-- AUFGABENSTELLUNG 1 --
Tippen Sie aus dem Textauszug über die Nachfolgeordnungen Karls des Großen und Ludwigs des Frommen den Abschnitt zwischen „4. Die Nachfolgeordnungen“ und „Zusammenhang Erwähnung finden.“ einschließlich wortgetreu ab.
-- AUFGABENSTELLUNG 2 --
Geben Sie aus der Auflistung die Zeilen zwischen der Zeile mit „Can you see the man's shoulder“ und der Zeile mit „column 138, row 542“ einschließlich unverändert wieder.

-- TEXTAUSZUG --
Divisio regnorum und Ordinatio imperii. Reichsteilung und Einheitsgedanke in den Nachfolgeordnungen Karls des Großen und Ludwigs des Frommen


Term Paper (Advanced seminar), 2012

20 Pages, Grade: 2,7


Excerpt


Inhalt

1. Einleitung
1.1 Quellen und Forschungsstand

2. Die Divisio regnorum Karls des Großen von 806
2.1 Der Aufbau der Divisio regnorum
2.2 Der Inhalt der Divisio regnorum

3. Die Ordinatio imperii Ludwigs des Frommen von 817
3.1 Der Aufbau der Ordinatio imperii
3.2 Der Inhalt der Ordinatio imperii
3.3 Die Geburt Karls des Kahlen und die Krise des Karolingerreiches

4. Die Nachfolgeordnungen Karl des Grossen und Ludwig des Frommen im Vergleich
4.1 Unterschiede zwischen Divisio regnorum und Ordinatio imperii
4.2 Gemeinsamkeiten von Divisio regnorum und Ordinatio imperii

5. Schluss und Fazit

6. Quellen und Literatur

1. Einleitung

Die vorliegende Hausarbeit beschäftigt sich mit den Nachfolgeregelungen Karls des Großen und seines Sohnes Ludwigs des Frommen, d.h. der Divisio regnorum aus dem Jahr 806 und der Ordinatio imperii von 817, sowie den mit dem Erlass der Ordinatio imperii im Zusammenhang stehenden Ereignissen. Auch die sogenannte Regni divisio Ludwigs des Frommen aus dem Jahr 831 wird in diesem Zusammenhang Erwähnung finden.

Neben einer Vorstellung der Quellen soll herausgearbeitet werden, welche Ziele die beiden Herrscher mit ihren jeweiligen Nachfolgeordnungen verfolgten. Es soll insbesondere die Frage diskutiert werden, wie wichtig dem jeweiligen Herrscher die Einheit des Reiches war oder ob der Einheitsgedanke eventuell hinter die germanische Teilungstradition zurücktrat. Besonderer Fokus soll hier auf die Ordinatio imperii gelegt werden und somit auf die Frage, ob die Nachfolgeregelung Ludwigs des Frommen und die damit verbundenen Ereignisse den Zerfall und somit letztlich den Untergang des karolingischen Großreiches einleiteten. Dazu sollen die Ereignisse um das Jahr 830, also die „loyale Palastrebellion“ der sogennanten „Reichseinheitspartei“, und die Gründe für diesen Aufstand näher betrachtet werden. Desweiteren soll ein Vergleich der beiden Nachfolgeordnungen erfolgen, und so mögliche Ähnlichkeiten und Unterschiede herausgestellt werden.

-- EINGABEDATEN --
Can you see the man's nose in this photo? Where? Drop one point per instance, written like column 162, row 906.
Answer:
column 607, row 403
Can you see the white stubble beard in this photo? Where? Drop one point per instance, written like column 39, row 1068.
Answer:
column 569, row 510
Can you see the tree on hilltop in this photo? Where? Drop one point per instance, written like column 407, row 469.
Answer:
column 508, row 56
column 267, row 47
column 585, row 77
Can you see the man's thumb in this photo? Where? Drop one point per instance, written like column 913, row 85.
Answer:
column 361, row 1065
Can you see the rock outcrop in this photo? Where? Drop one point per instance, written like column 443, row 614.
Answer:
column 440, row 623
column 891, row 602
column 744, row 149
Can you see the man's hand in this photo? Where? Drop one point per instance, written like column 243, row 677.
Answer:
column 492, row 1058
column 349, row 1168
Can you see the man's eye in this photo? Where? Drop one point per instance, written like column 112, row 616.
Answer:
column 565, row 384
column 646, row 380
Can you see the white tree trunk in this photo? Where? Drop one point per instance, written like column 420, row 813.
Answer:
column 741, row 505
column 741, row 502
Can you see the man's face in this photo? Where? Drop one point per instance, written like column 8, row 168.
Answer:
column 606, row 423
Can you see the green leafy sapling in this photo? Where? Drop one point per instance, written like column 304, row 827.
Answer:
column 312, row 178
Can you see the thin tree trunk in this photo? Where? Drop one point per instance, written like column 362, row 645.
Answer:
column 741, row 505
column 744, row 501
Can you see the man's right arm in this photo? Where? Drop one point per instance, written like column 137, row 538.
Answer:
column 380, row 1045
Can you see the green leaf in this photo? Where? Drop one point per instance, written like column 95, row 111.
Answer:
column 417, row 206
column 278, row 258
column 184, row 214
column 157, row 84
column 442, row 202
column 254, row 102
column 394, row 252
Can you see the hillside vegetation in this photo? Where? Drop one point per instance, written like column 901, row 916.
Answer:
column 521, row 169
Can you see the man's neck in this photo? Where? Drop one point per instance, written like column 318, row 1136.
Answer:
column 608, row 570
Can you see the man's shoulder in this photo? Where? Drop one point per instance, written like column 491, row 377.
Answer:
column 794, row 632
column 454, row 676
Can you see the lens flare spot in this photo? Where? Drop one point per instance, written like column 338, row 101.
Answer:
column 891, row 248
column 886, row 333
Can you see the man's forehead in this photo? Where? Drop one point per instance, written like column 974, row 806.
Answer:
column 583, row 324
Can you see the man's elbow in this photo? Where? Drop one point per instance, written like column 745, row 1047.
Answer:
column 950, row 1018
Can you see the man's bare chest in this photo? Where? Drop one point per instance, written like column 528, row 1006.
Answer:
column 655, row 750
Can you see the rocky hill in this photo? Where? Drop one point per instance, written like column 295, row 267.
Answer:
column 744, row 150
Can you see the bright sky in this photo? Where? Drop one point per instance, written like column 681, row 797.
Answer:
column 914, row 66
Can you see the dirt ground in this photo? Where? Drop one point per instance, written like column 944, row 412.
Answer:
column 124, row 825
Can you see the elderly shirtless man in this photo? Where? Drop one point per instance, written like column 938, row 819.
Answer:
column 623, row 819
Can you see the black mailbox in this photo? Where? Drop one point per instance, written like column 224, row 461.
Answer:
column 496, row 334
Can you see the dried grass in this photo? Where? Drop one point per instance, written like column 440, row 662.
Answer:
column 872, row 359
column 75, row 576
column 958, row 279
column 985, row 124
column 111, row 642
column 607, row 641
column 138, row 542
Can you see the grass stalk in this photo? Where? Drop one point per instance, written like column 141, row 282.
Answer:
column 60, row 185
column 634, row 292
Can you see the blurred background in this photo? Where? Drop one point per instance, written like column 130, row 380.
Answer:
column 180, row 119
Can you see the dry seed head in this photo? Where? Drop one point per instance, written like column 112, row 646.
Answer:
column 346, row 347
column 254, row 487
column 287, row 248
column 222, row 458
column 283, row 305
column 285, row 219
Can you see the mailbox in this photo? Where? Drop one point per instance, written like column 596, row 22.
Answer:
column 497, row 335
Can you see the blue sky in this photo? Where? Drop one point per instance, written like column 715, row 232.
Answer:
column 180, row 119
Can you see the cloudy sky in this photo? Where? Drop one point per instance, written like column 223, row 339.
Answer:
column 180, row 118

-- ANTWORT 1 --
4. Die Nachfolgeordnungen Karl des Grossen und Ludwig des Frommen im Vergleich
4.1 Unterschiede zwischen Divisio regnorum und Ordinatio imperii
4.2 Gemeinsamkeiten von Divisio regnorum und Ordinatio imperii

5. Schluss und Fazit

6. Quellen und Literatur

1. Einleitung

Die vorliegende Hausarbeit beschäftigt sich mit den Nachfolgeregelungen Karls des Großen und seines Sohnes Ludwigs des Frommen, d.h. der Divisio regnorum aus dem Jahr 806 und der Ordinatio imperii von 817, sowie den mit dem Erlass der Ordinatio imperii im Zusammenhang stehenden Ereignissen. Auch die sogenannte Regni divisio Ludwigs des Frommen aus dem Jahr 831 wird in diesem Zusammenhang Erwähnung finden.

-- ANTWORT 2 --
Can you see the man's shoulder in this photo? Where? Drop one point per instance, written like column 491, row 377.
Answer:
column 794, row 632
column 454, row 676
Can you see the lens flare spot in this photo? Where? Drop one point per instance, written like column 338, row 101.
Answer:
column 891, row 248
column 886, row 333
Can you see the man's forehead in this photo? Where? Drop one point per instance, written like column 974, row 806.
Answer:
column 583, row 324
Can you see the man's elbow in this photo? Where? Drop one point per instance, written like column 745, row 1047.
Answer:
column 950, row 1018
Can you see the man's bare chest in this photo? Where? Drop one point per instance, written like column 528, row 1006.
Answer:
column 655, row 750
Can you see the rocky hill in this photo? Where? Drop one point per instance, written like column 295, row 267.
Answer:
column 744, row 150
Can you see the bright sky in this photo? Where? Drop one point per instance, written like column 681, row 797.
Answer:
column 914, row 66
Can you see the dirt ground in this photo? Where? Drop one point per instance, written like column 944, row 412.
Answer:
column 124, row 825
Can you see the elderly shirtless man in this photo? Where? Drop one point per instance, written like column 938, row 819.
Answer:
column 623, row 819
Can you see the black mailbox in this photo? Where? Drop one point per instance, written like column 224, row 461.
Answer:
column 496, row 334
Can you see the dried grass in this photo? Where? Drop one point per instance, written like column 440, row 662.
Answer:
column 872, row 359
column 75, row 576
column 958, row 279
column 985, row 124
column 111, row 642
column 607, row 641
column 138, row 542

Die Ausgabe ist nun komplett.